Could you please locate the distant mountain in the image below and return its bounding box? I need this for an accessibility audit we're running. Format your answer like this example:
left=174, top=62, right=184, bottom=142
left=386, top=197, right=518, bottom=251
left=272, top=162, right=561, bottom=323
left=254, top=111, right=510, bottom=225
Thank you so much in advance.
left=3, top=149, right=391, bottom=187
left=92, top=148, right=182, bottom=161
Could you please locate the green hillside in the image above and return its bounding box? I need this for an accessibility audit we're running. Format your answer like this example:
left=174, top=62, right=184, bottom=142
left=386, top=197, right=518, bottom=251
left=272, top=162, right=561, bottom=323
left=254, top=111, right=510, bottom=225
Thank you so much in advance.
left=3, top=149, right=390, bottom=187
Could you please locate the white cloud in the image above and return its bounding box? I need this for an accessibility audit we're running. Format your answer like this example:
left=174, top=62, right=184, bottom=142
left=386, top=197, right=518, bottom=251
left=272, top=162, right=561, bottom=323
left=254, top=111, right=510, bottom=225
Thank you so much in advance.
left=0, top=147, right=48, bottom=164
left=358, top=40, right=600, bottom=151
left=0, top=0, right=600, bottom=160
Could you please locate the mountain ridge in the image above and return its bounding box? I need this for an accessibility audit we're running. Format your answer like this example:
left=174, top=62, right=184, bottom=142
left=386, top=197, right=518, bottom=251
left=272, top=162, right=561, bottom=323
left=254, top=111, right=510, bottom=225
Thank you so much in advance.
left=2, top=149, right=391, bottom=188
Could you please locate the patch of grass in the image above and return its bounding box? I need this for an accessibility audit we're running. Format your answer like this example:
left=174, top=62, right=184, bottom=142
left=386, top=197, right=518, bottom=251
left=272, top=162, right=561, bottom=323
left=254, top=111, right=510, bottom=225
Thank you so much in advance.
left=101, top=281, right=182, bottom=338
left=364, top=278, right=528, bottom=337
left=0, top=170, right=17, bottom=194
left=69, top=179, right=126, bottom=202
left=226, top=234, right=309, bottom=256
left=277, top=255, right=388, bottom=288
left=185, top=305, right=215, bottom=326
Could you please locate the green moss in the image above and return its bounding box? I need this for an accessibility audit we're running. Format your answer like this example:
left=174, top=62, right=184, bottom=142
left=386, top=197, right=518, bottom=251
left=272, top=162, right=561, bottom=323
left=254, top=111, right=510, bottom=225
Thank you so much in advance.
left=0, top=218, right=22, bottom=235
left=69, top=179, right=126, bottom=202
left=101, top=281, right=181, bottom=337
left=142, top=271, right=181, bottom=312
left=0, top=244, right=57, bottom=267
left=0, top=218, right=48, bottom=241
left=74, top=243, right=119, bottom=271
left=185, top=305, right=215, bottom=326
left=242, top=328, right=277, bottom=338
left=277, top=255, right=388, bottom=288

**BRIEF:** Return every row above word for word, without changing anything.

**ANSWER TO THIS PROBLEM:**
Could you please locate the distant mountain in the image below and return its bounding box? I need this for an accessibility audit we're running. Format your answer like this example:
left=174, top=62, right=184, bottom=142
left=386, top=197, right=518, bottom=251
left=272, top=162, right=561, bottom=323
left=254, top=111, right=510, bottom=225
Thank you so much in advance.
left=3, top=149, right=391, bottom=187
left=92, top=148, right=182, bottom=161
Could you please locate the green hillside in the image above and return its bounding box? I need this for an accessibility audit we're running. Format your answer like this example:
left=174, top=62, right=184, bottom=142
left=386, top=197, right=518, bottom=251
left=272, top=162, right=561, bottom=323
left=254, top=111, right=510, bottom=225
Thank you so much in advance.
left=3, top=149, right=390, bottom=187
Could you please locate the white cloud in the image above and return its bounding box? I need this for an accessibility audit we're running. Format your answer like this example:
left=174, top=62, right=184, bottom=142
left=386, top=197, right=518, bottom=251
left=272, top=162, right=561, bottom=323
left=254, top=111, right=510, bottom=225
Thank you so much in advance.
left=0, top=147, right=48, bottom=164
left=358, top=40, right=600, bottom=151
left=0, top=0, right=600, bottom=160
Could you please locate the mountain ridge in the image above and return its bounding box? I need this for an accessibility audit we're running. Format your answer like this example:
left=174, top=62, right=184, bottom=142
left=386, top=197, right=518, bottom=251
left=272, top=162, right=561, bottom=323
left=254, top=111, right=510, bottom=225
Thank you so much in advance.
left=2, top=149, right=391, bottom=188
Could you please locate the patch of grass in the image above and return its bounding box? I need this for an accessibility audit we're running. Format your answer like this example:
left=174, top=62, right=184, bottom=142
left=386, top=197, right=518, bottom=251
left=272, top=162, right=561, bottom=323
left=254, top=111, right=510, bottom=225
Thank you so much in advance.
left=101, top=281, right=182, bottom=338
left=364, top=278, right=528, bottom=337
left=0, top=170, right=17, bottom=194
left=69, top=179, right=126, bottom=202
left=226, top=234, right=309, bottom=256
left=277, top=255, right=388, bottom=288
left=185, top=305, right=215, bottom=326
Could you please locate the green moss in the image above and return its bounding box? I need this for an accessibility audit we're running. Format your answer like this example:
left=174, top=62, right=184, bottom=142
left=386, top=197, right=518, bottom=251
left=272, top=162, right=561, bottom=323
left=254, top=111, right=510, bottom=225
Thank you so much in advance.
left=0, top=218, right=22, bottom=235
left=69, top=179, right=126, bottom=202
left=101, top=281, right=181, bottom=337
left=142, top=271, right=181, bottom=312
left=0, top=244, right=57, bottom=267
left=0, top=218, right=48, bottom=241
left=74, top=243, right=119, bottom=271
left=185, top=305, right=215, bottom=326
left=242, top=328, right=277, bottom=338
left=277, top=255, right=388, bottom=288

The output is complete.